What you need to do: Rewrite the records from the line that contains "Locate the curved" through the end of the records, changing "marker" to "dot" and keeping everything else the same.
+++
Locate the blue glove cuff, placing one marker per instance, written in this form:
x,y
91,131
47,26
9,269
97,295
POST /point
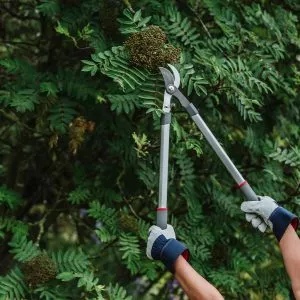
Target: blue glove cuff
x,y
281,219
168,251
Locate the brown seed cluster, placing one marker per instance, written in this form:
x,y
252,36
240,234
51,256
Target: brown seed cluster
x,y
77,130
39,270
149,49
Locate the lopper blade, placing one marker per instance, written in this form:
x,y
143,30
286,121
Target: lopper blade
x,y
167,75
176,75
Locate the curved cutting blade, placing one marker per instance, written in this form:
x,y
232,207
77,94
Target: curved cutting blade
x,y
167,75
176,75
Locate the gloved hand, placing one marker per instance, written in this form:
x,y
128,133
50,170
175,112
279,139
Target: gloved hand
x,y
266,212
162,245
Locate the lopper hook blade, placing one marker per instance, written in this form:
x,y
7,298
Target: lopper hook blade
x,y
169,78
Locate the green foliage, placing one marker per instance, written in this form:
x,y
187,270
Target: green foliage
x,y
67,60
12,286
9,197
23,249
288,157
71,260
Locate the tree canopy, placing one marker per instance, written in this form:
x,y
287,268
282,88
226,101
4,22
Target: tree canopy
x,y
80,107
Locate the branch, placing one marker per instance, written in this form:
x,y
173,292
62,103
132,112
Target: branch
x,y
19,43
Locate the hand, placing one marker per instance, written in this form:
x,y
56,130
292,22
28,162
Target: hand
x,y
266,212
162,245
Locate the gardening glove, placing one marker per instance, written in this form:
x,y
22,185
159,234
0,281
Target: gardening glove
x,y
266,212
162,245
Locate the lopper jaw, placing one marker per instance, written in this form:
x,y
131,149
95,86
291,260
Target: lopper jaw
x,y
172,82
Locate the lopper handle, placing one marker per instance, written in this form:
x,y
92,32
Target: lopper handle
x,y
162,217
162,211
+++
Solution for this exercise:
Locate the curved cutting blade, placing one dot per instance, written in this form:
x,y
232,207
77,94
Target: curved cutting blade
x,y
167,75
176,75
Locate the gloved hand, placing one dot per instance, written in this form:
x,y
128,133
50,170
175,112
279,139
Target: gloved hand
x,y
266,212
162,245
Locate the lopper hook blade, placing one dot per instance, written in this form:
x,y
7,298
Target: lopper hook blade
x,y
169,78
Locate the green foliage, placing one dot per instance, written in this form:
x,y
187,270
Target: green foliage
x,y
67,60
12,286
9,197
23,249
288,157
71,260
Locate the tree canopy, placing one dot per instance, written in this form:
x,y
287,268
282,88
226,101
4,22
Target: tree canopy
x,y
80,107
Locate the branch, placing one dot per instance, written in this form:
x,y
173,292
62,103
132,112
Target: branch
x,y
19,43
Locate the hand, placing one dot per instance, written in this form:
x,y
56,130
292,22
28,162
Target: hand
x,y
266,212
162,245
Locate the gardening glove, placing one dot per instance, written in this form:
x,y
22,185
159,234
0,281
Target: gardening glove
x,y
266,212
162,245
Locate the lopper jaw, placing one dot per instance, written in this form:
x,y
131,149
95,86
291,260
Target: lopper jaw
x,y
172,82
Locate the lopper handle, placing one dot per instance, written in this form:
x,y
92,32
Target: lopper handle
x,y
162,217
162,211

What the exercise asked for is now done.